↓

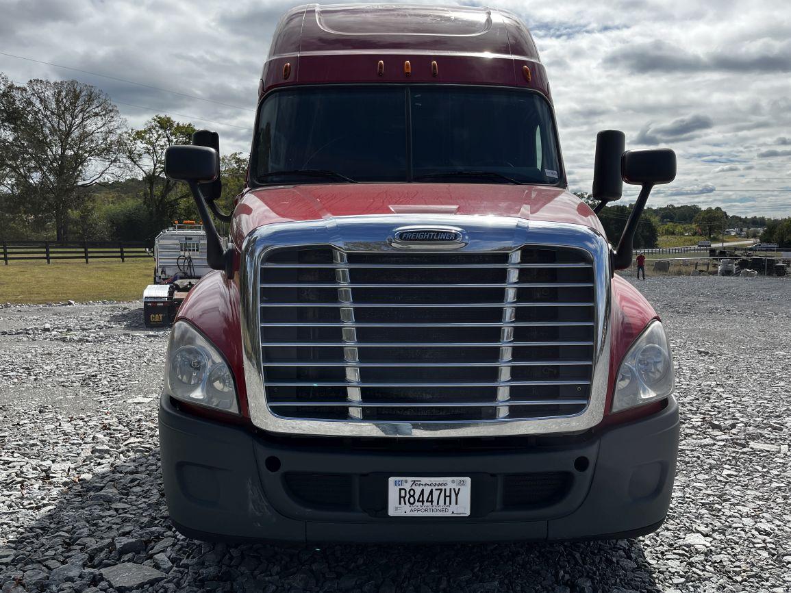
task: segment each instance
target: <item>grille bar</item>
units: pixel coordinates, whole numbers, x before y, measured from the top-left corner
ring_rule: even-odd
[[[522,261],[522,252],[513,251],[508,255],[509,264],[518,264]],[[502,308],[502,323],[500,330],[500,342],[504,346],[500,346],[500,362],[510,362],[513,357],[513,326],[510,325],[517,318],[517,310],[509,305],[517,302],[517,289],[513,285],[519,284],[519,268],[509,267],[505,277],[509,283],[505,289],[505,297]],[[505,345],[507,344],[507,345]],[[511,380],[511,367],[507,364],[501,365],[498,368],[498,388],[497,399],[498,402],[507,402],[511,396],[511,386],[509,382]],[[498,408],[497,417],[498,418],[506,418],[509,414],[508,406]]]
[[[468,348],[473,347],[497,347],[508,346],[592,346],[592,342],[430,342],[419,344],[411,342],[267,342],[264,346],[278,348],[299,348],[309,346],[311,348],[348,347],[354,343],[355,348]],[[350,361],[356,362],[356,361]]]
[[[545,367],[550,364],[555,366],[590,366],[590,361],[510,361],[509,362],[445,362],[443,361],[443,366],[446,367],[501,367],[501,366],[512,366],[512,367]],[[305,362],[302,361],[289,361],[289,362],[264,362],[264,365],[267,367],[304,367]],[[327,362],[326,361],[316,361],[315,362],[311,362],[311,366],[314,367],[343,367],[343,366],[355,366],[355,367],[383,367],[383,368],[400,368],[400,367],[428,367],[433,368],[437,366],[436,362]],[[270,384],[267,383],[267,384]]]
[[[337,249],[332,250],[332,259],[337,264],[347,263],[346,255]],[[335,268],[335,280],[338,281],[338,300],[349,305],[352,304],[351,289],[349,288],[349,270],[346,267]],[[360,368],[354,363],[360,361],[359,351],[357,349],[357,328],[354,327],[354,308],[342,307],[340,309],[341,320],[343,323],[342,330],[343,334],[343,359],[350,363],[346,366],[346,399],[349,402],[359,402],[362,399],[360,391]],[[349,406],[349,417],[361,418],[362,410],[355,406]]]
[[[518,252],[517,252],[518,253]],[[338,268],[337,270],[340,270]],[[512,271],[509,270],[509,272]],[[518,272],[519,270],[514,269]],[[337,284],[320,282],[316,284],[262,284],[262,289],[334,289]],[[346,284],[350,289],[571,289],[591,288],[591,282],[566,282],[551,284],[549,282],[523,282],[521,284]]]
[[[349,383],[343,381],[269,381],[267,383],[273,387],[344,387]],[[463,381],[455,383],[429,382],[429,383],[409,383],[409,382],[392,382],[392,383],[354,383],[358,387],[496,387],[501,386],[513,385],[590,385],[590,381],[587,380],[570,380],[570,381],[511,381],[510,380],[501,381],[492,381],[488,383],[475,383],[475,381]],[[503,398],[508,399],[508,398]]]
[[[346,323],[295,322],[290,323],[274,323],[264,322],[262,327],[344,327]],[[510,323],[355,323],[355,327],[585,327],[593,325],[592,321],[524,321]]]
[[[360,408],[507,408],[509,406],[581,406],[588,403],[587,399],[504,399],[498,402],[361,402],[355,406]],[[346,407],[344,402],[306,401],[271,402],[272,407]]]
[[[274,263],[271,262],[266,262],[263,263],[262,267],[265,268],[335,268],[337,266],[334,263]],[[346,269],[354,269],[354,268],[369,268],[369,269],[377,269],[377,268],[418,268],[418,269],[441,269],[445,270],[448,268],[448,264],[413,264],[403,265],[399,263],[349,263],[343,266]],[[478,270],[493,270],[493,269],[509,269],[512,267],[519,268],[534,268],[534,269],[546,269],[546,268],[590,268],[592,265],[590,263],[522,263],[519,266],[513,266],[507,263],[498,264],[498,263],[457,263],[453,264],[454,268],[467,268],[467,269],[478,269]]]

↑

Exercise objective:
Reproduce the listing verbatim from its first line through the line containing "ring_rule: even-odd", both ends included. Omit the pictures from your output.

Worked answer:
task: segment each instance
target: <item>grille bar</item>
units: pixel coordinates, whole numbers, x before y, measured from the top-left corner
ring_rule: even-odd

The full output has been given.